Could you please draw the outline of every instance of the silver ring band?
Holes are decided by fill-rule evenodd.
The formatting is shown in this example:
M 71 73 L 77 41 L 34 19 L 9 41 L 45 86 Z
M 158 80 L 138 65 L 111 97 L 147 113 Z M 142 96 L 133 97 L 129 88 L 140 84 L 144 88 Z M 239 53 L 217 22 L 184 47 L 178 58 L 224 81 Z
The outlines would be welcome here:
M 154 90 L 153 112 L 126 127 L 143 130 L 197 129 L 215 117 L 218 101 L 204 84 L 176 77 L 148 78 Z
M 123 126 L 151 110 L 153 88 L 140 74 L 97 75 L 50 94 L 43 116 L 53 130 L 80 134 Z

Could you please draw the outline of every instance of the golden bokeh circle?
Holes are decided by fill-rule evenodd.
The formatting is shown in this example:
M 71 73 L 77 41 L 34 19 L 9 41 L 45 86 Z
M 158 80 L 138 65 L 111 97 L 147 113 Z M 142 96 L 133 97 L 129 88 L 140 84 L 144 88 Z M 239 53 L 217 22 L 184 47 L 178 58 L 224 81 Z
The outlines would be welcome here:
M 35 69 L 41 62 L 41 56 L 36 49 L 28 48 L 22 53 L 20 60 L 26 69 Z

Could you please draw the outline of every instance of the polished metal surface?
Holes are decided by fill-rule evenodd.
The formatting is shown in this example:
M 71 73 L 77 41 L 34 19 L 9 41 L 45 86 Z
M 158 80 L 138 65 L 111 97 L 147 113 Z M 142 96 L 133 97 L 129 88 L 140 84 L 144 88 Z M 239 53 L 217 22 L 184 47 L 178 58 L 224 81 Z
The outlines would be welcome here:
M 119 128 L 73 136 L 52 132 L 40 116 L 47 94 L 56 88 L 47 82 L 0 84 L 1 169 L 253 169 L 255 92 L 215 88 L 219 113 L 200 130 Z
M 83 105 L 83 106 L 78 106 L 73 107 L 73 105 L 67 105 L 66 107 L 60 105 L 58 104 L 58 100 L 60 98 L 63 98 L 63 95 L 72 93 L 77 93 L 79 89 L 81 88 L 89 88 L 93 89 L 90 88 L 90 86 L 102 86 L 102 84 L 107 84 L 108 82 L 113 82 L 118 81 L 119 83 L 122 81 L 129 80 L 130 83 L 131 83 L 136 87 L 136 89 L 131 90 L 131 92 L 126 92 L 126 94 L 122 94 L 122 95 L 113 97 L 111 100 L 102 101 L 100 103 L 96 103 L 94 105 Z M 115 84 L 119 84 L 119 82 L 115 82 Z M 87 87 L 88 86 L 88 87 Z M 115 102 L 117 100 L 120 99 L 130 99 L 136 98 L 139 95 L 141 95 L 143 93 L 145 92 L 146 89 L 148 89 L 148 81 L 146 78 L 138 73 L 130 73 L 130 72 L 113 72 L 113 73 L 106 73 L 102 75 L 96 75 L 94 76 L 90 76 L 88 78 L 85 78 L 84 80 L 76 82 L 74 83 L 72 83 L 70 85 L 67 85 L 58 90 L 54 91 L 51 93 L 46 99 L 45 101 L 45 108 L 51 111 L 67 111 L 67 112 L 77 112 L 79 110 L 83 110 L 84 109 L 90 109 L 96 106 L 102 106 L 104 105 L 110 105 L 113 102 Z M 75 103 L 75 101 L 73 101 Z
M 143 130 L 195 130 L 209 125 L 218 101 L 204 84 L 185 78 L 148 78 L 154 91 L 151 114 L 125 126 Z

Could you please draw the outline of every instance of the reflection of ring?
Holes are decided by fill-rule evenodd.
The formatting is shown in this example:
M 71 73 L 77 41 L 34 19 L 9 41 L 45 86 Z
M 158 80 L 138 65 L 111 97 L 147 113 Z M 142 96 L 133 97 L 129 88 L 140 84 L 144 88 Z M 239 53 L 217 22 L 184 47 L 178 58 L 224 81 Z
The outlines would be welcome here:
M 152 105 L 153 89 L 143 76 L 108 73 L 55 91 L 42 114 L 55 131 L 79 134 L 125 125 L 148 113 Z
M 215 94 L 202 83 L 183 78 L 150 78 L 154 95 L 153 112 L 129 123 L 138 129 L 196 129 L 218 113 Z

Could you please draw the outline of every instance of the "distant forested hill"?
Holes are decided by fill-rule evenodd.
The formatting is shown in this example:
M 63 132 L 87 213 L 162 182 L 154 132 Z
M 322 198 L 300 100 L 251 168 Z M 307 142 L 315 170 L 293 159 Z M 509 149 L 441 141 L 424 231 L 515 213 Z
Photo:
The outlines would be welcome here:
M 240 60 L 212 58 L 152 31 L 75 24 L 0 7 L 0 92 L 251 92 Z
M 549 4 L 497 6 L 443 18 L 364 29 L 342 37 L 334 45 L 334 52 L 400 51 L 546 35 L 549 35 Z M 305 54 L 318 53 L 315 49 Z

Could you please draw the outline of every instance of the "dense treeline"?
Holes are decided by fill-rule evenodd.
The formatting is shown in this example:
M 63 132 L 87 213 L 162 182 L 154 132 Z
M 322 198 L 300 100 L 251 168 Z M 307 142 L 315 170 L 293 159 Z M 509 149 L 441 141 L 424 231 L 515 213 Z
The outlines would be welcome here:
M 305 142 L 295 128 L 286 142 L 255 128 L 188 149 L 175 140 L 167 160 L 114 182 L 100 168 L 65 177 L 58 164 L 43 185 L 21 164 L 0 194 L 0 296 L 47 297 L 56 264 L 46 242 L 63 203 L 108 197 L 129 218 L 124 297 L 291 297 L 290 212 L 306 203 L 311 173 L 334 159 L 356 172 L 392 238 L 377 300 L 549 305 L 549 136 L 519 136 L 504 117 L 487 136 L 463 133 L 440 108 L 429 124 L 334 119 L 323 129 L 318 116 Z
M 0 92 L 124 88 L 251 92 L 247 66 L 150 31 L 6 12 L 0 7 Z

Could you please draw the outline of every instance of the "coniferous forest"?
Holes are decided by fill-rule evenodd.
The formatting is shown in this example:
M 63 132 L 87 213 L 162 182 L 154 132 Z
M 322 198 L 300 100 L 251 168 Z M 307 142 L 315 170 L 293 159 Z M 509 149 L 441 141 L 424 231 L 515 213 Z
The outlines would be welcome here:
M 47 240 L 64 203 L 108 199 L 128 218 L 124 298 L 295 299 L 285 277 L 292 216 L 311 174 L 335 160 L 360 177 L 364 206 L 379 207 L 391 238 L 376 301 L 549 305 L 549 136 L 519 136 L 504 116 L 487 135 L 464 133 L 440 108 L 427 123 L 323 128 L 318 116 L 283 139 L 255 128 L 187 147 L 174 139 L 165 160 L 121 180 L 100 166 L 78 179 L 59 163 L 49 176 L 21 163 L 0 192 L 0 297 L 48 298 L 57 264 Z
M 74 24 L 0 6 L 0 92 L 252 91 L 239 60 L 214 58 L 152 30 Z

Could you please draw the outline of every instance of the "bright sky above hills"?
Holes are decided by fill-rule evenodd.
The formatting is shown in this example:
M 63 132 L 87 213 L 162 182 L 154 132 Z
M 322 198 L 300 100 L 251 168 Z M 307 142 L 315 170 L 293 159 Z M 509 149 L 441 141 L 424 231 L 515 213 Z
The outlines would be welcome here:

AIM OF THE EXERCISE: Convert every line of the entries above into a JSON list of strings, with one string per line and blank lines omitted.

RESULT OF THE TASK:
[
  "Could you please draw the outline of every instance of the silver ring band?",
  "Holes are decided by fill-rule evenodd.",
  "The formatting is shown in this example:",
  "M 71 73 L 77 41 L 34 19 L 9 41 L 45 86 Z",
  "M 158 80 L 138 65 L 111 97 L 147 113 Z M 142 96 L 133 97 L 129 88 L 140 84 L 144 88 Z M 239 53 L 217 22 L 184 47 L 178 58 L 224 81 Z",
  "The outlines would be welcome here:",
  "M 154 90 L 153 112 L 126 127 L 143 130 L 197 129 L 215 117 L 218 101 L 204 84 L 176 77 L 148 78 Z",
  "M 123 126 L 151 110 L 153 88 L 140 74 L 97 75 L 50 94 L 43 116 L 53 130 L 80 134 Z",
  "Could you please draw the outline of every instance of the golden bokeh circle?",
  "Holes are decided by fill-rule evenodd.",
  "The formatting is shown in this example:",
  "M 71 73 L 77 41 L 34 19 L 9 41 L 45 86 Z",
  "M 158 80 L 138 65 L 111 97 L 147 113 Z M 142 96 L 133 97 L 129 88 L 140 84 L 144 88 Z M 239 53 L 217 22 L 184 47 L 178 58 L 224 81 Z",
  "The outlines would be welcome here:",
  "M 35 69 L 41 62 L 41 56 L 36 49 L 28 48 L 22 53 L 20 60 L 26 69 Z",
  "Could you please draw the outline of every instance of the polished metal surface?",
  "Holes are decided by fill-rule evenodd.",
  "The formatting is shown in this example:",
  "M 71 73 L 77 41 L 34 19 L 9 41 L 45 86 Z",
  "M 158 80 L 138 65 L 111 97 L 147 113 Z M 142 96 L 133 97 L 129 88 L 140 84 L 144 88 Z M 239 53 L 217 22 L 184 47 L 178 58 L 224 81 Z",
  "The outlines would be welcome here:",
  "M 119 128 L 73 136 L 52 132 L 40 116 L 47 94 L 56 88 L 47 82 L 0 84 L 1 169 L 253 169 L 255 92 L 215 88 L 219 113 L 200 130 Z",
  "M 83 105 L 83 106 L 78 106 L 73 107 L 73 105 L 67 105 L 66 107 L 60 105 L 58 104 L 58 100 L 60 98 L 63 98 L 63 95 L 72 93 L 77 93 L 79 89 L 81 88 L 89 88 L 93 89 L 90 88 L 90 86 L 102 86 L 102 84 L 107 84 L 108 82 L 113 82 L 118 81 L 119 83 L 122 81 L 129 80 L 130 83 L 131 83 L 136 87 L 136 89 L 131 90 L 131 92 L 126 92 L 126 94 L 122 94 L 122 95 L 113 97 L 111 100 L 102 101 L 100 103 L 96 103 L 94 105 Z M 115 84 L 119 84 L 119 82 L 115 82 Z M 87 87 L 88 86 L 88 87 Z M 115 102 L 117 100 L 120 99 L 130 99 L 136 98 L 139 95 L 141 95 L 143 93 L 145 92 L 146 89 L 148 89 L 148 81 L 146 78 L 138 73 L 130 73 L 130 72 L 113 72 L 113 73 L 106 73 L 102 75 L 96 75 L 94 76 L 90 76 L 88 78 L 85 78 L 84 80 L 76 82 L 74 83 L 72 83 L 70 85 L 67 85 L 58 90 L 54 91 L 51 93 L 46 99 L 45 101 L 45 108 L 51 111 L 67 111 L 67 112 L 77 112 L 79 110 L 83 110 L 84 109 L 90 109 L 96 106 L 102 106 L 104 105 L 110 105 L 113 102 Z M 75 103 L 75 101 L 73 101 Z",
  "M 143 130 L 195 130 L 209 125 L 218 101 L 204 84 L 185 78 L 148 78 L 154 91 L 151 114 L 125 126 Z",
  "Could you please draw the outline of every instance of the reflection of ring?",
  "Holes are decided by fill-rule evenodd.",
  "The formatting is shown in this example:",
  "M 71 73 L 77 41 L 34 19 L 9 41 L 45 86 Z",
  "M 158 80 L 138 65 L 111 97 L 147 113 Z M 142 96 L 133 97 L 129 88 L 140 84 L 144 88 Z M 239 53 L 217 22 L 184 47 L 178 58 L 224 81 Z",
  "The outlines would be welcome here:",
  "M 152 105 L 153 89 L 143 76 L 108 73 L 55 91 L 42 114 L 55 131 L 79 134 L 125 125 L 148 113 Z",
  "M 215 94 L 202 83 L 183 78 L 150 78 L 154 95 L 153 112 L 129 123 L 138 129 L 196 129 L 218 113 Z",
  "Could you please draw the outline of every instance of the \"distant forested hill\"?",
  "Holes are decided by fill-rule evenodd.",
  "The formatting is shown in this example:",
  "M 63 132 L 87 213 L 162 182 L 154 132 Z",
  "M 322 198 L 300 100 L 251 168 Z M 307 142 L 315 170 L 293 159 Z M 509 149 L 441 141 L 424 231 L 515 213 Z",
  "Photo:",
  "The outlines would be welcome here:",
  "M 240 60 L 212 58 L 152 31 L 75 24 L 0 7 L 0 92 L 251 92 Z",
  "M 549 4 L 497 6 L 443 18 L 364 29 L 342 37 L 334 45 L 334 52 L 400 51 L 546 35 L 549 35 Z M 305 54 L 318 53 L 315 49 Z",
  "Could you please draw the outline of every instance of the \"dense treeline\"?",
  "Holes are decided by fill-rule evenodd.",
  "The formatting is shown in this example:",
  "M 63 132 L 87 213 L 162 182 L 154 132 Z",
  "M 322 198 L 300 100 L 251 168 Z M 307 142 L 315 170 L 293 159 Z M 509 149 L 441 141 L 424 231 L 515 213 Z",
  "The outlines would be welcome here:",
  "M 305 142 L 295 128 L 286 142 L 255 128 L 188 149 L 175 140 L 167 160 L 114 182 L 100 168 L 65 177 L 58 164 L 43 185 L 21 164 L 0 194 L 0 296 L 47 297 L 56 264 L 46 242 L 63 203 L 108 197 L 129 218 L 124 297 L 291 297 L 290 212 L 306 203 L 311 173 L 334 159 L 356 172 L 392 238 L 377 300 L 549 305 L 549 136 L 519 136 L 504 117 L 487 136 L 463 133 L 440 108 L 429 124 L 334 119 L 323 129 L 318 116 Z",
  "M 0 92 L 124 88 L 251 92 L 247 66 L 150 31 L 6 12 L 0 7 Z",
  "Could you please draw the outline of every instance of the \"coniferous forest\"?",
  "Holes are decided by fill-rule evenodd.",
  "The formatting is shown in this example:",
  "M 63 132 L 87 213 L 162 182 L 154 132 Z",
  "M 322 198 L 300 100 L 251 168 Z M 307 142 L 315 170 L 293 159 Z M 509 149 L 441 141 L 424 231 L 515 213 Z",
  "The outlines would be welcome here:",
  "M 47 240 L 64 203 L 108 199 L 128 218 L 124 298 L 295 299 L 285 277 L 292 216 L 311 174 L 335 160 L 360 177 L 364 206 L 379 207 L 391 238 L 376 301 L 549 305 L 549 136 L 519 136 L 504 116 L 487 135 L 464 133 L 440 108 L 427 123 L 323 128 L 318 116 L 283 139 L 255 128 L 187 147 L 174 139 L 165 160 L 121 180 L 100 166 L 78 179 L 59 163 L 49 176 L 21 163 L 0 192 L 0 297 L 48 298 L 57 264 Z",
  "M 74 24 L 0 6 L 0 92 L 252 91 L 239 60 L 214 58 L 152 30 Z",
  "Could you please draw the outline of every instance of the \"bright sky above hills\"?",
  "Holes are decided by fill-rule evenodd.",
  "The formatting is shown in this example:",
  "M 63 132 L 87 213 L 162 182 L 154 132 Z",
  "M 322 198 L 300 100 L 251 168 Z M 307 142 L 315 170 L 293 159 Z M 509 149 L 441 141 L 424 231 L 515 213 Z",
  "The outlines would be welcome here:"
]